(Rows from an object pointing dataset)

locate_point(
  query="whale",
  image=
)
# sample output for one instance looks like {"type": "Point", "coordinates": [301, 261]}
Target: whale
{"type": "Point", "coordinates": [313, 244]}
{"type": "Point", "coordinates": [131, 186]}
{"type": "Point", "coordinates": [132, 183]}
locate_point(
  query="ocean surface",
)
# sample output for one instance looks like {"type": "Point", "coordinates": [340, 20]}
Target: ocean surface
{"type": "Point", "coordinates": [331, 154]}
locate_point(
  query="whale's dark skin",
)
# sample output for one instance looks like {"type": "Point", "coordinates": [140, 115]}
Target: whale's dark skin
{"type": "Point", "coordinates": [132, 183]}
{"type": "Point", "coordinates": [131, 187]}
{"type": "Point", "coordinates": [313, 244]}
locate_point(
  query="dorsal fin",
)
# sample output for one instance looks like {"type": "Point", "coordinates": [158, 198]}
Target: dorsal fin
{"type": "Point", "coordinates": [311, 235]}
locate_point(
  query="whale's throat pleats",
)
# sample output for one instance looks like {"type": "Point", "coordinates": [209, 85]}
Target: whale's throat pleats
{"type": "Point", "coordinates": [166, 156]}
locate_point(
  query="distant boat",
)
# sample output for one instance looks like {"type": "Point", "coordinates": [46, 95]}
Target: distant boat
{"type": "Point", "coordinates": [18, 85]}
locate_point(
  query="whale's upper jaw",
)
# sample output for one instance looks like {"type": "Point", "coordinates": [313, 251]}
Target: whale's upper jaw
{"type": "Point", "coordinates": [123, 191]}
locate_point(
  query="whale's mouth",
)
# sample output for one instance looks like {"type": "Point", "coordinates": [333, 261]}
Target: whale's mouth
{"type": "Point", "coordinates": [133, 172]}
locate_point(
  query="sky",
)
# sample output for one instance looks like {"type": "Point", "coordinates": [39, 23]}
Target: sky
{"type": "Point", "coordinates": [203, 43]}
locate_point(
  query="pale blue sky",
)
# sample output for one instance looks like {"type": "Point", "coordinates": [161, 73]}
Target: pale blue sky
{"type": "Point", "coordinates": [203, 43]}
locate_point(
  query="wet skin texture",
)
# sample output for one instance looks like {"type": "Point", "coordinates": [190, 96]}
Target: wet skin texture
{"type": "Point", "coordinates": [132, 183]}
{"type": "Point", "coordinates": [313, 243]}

Written exercise:
Report every line in the listing above that contains the string "blue", treating uppercase and lowercase as distinct.

The reply:
  query="pale blue sky",
Target: pale blue sky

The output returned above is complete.